**TASK STATEMENT**. In full and without change, repeat the records shown below.

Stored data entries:
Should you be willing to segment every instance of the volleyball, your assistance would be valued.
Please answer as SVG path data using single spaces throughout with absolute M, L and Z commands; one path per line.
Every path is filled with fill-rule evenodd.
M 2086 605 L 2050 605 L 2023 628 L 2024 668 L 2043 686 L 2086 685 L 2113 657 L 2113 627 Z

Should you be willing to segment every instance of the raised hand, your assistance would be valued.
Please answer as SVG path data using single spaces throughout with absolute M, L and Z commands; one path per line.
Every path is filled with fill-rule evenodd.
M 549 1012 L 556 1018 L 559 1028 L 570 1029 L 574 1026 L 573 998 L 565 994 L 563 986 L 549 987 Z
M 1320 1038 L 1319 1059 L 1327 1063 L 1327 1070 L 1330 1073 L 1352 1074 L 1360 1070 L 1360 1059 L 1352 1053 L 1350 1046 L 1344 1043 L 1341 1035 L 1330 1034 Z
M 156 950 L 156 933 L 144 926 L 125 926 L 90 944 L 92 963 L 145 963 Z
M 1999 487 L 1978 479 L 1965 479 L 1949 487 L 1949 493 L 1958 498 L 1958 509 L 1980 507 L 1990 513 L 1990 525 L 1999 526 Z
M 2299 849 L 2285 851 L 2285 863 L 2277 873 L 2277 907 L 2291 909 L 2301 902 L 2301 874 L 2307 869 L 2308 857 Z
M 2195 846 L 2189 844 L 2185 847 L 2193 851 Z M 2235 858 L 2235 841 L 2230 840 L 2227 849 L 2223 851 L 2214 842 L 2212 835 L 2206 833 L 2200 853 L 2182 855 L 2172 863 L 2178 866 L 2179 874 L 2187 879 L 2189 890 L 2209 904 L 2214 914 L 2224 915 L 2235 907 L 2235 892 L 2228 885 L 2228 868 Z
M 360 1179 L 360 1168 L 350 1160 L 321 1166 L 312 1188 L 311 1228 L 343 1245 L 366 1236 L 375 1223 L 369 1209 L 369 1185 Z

**ANSWER FOR THE TASK**.
Should you be willing to segment every instance of the volleyball, your assistance would be valued.
Please answer as SVG path data using single spaces throughout with absolute M, L and Z commands; one path per line.
Every path is filled with fill-rule evenodd.
M 2086 605 L 2050 605 L 2023 628 L 2024 668 L 2043 686 L 2086 685 L 2113 657 L 2113 627 Z

Should you be willing to segment every instance of the raised hand, your assistance would be valued.
Please answer as SVG path data using single spaces throughout with absolute M, L and Z commands; one path per line.
Every path is filled with fill-rule evenodd.
M 549 1012 L 556 1018 L 559 1028 L 570 1029 L 574 1026 L 573 998 L 565 994 L 563 986 L 549 987 Z
M 1320 1038 L 1319 1059 L 1327 1063 L 1327 1070 L 1330 1073 L 1352 1074 L 1360 1070 L 1360 1059 L 1352 1053 L 1350 1046 L 1344 1043 L 1341 1035 L 1330 1034 Z
M 156 950 L 156 933 L 144 926 L 125 926 L 90 944 L 92 963 L 145 963 Z
M 1999 487 L 1978 479 L 1965 479 L 1949 487 L 1949 493 L 1958 498 L 1958 509 L 1980 507 L 1990 513 L 1990 525 L 1999 526 Z
M 2299 849 L 2285 851 L 2285 863 L 2277 873 L 2277 907 L 2291 909 L 2301 902 L 2301 874 L 2307 869 L 2308 857 Z
M 2195 846 L 2189 844 L 2185 847 L 2193 851 Z M 2235 858 L 2235 841 L 2230 840 L 2227 849 L 2223 851 L 2214 842 L 2212 835 L 2206 833 L 2200 853 L 2182 855 L 2172 863 L 2178 866 L 2179 874 L 2187 879 L 2189 890 L 2209 904 L 2214 914 L 2224 915 L 2235 907 L 2235 892 L 2228 885 L 2228 868 Z
M 360 1179 L 360 1168 L 350 1160 L 321 1166 L 312 1188 L 311 1228 L 343 1245 L 366 1236 L 375 1223 L 369 1209 L 369 1185 Z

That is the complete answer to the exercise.